> _Assignment_:
The line containing "Target: grey gravel" and every line after it, through the last one below: output exactly these and nothing else.

Records excerpted from a collection:

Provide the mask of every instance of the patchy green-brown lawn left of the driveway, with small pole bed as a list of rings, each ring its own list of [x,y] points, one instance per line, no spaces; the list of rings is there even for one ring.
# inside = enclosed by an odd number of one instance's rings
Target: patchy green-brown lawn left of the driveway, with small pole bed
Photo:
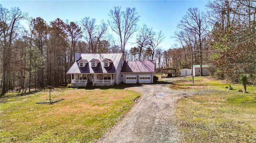
[[[49,91],[49,90],[48,90]],[[139,96],[123,89],[55,89],[55,104],[35,104],[49,92],[7,94],[0,103],[0,142],[92,142],[114,125]]]

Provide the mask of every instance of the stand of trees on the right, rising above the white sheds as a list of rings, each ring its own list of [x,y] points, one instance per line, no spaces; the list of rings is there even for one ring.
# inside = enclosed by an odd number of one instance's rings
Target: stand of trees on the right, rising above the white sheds
[[[255,78],[256,1],[215,0],[206,7],[205,12],[189,8],[180,20],[174,35],[180,47],[166,54],[171,55],[173,67],[191,69],[193,60],[197,65],[211,65],[217,78],[236,81],[240,73]]]

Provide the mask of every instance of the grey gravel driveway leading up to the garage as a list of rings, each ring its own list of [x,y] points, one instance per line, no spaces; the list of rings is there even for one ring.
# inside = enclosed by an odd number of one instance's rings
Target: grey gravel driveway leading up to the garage
[[[175,78],[169,78],[169,80]],[[170,84],[125,88],[140,92],[134,107],[95,143],[176,143],[175,102],[192,92],[171,90]]]

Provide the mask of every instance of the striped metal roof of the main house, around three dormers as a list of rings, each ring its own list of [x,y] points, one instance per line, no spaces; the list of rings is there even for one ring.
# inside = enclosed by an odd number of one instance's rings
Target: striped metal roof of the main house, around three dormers
[[[70,67],[67,74],[74,73],[115,73],[118,63],[121,58],[123,58],[122,53],[82,53],[81,58],[87,61],[91,61],[97,59],[99,62],[104,59],[111,59],[113,61],[110,63],[109,67],[104,67],[104,63],[100,62],[96,67],[92,67],[91,63],[86,63],[84,67],[79,67],[77,62]]]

> _Answer to the exercise_:
Target: grey gravel driveway leading up to the garage
[[[175,78],[169,78],[169,80]],[[170,84],[125,88],[140,92],[134,107],[95,143],[176,143],[175,102],[192,92],[171,90]]]

Provide the mask of every instance of the striped metal roof of the main house, around three dormers as a list of rings, each ring its own list of [x,y] points, one instance per line, no spaces; the list of rings is there even for one ring.
# inside = enclosed by an odd number of one instance's rings
Target: striped metal roof of the main house, around three dormers
[[[70,67],[67,74],[74,73],[115,73],[118,63],[121,58],[123,58],[122,53],[82,53],[81,58],[87,61],[91,61],[97,59],[99,62],[104,59],[111,59],[113,61],[110,63],[109,67],[104,67],[104,63],[100,62],[96,67],[92,67],[91,63],[86,63],[84,67],[79,67],[77,62]]]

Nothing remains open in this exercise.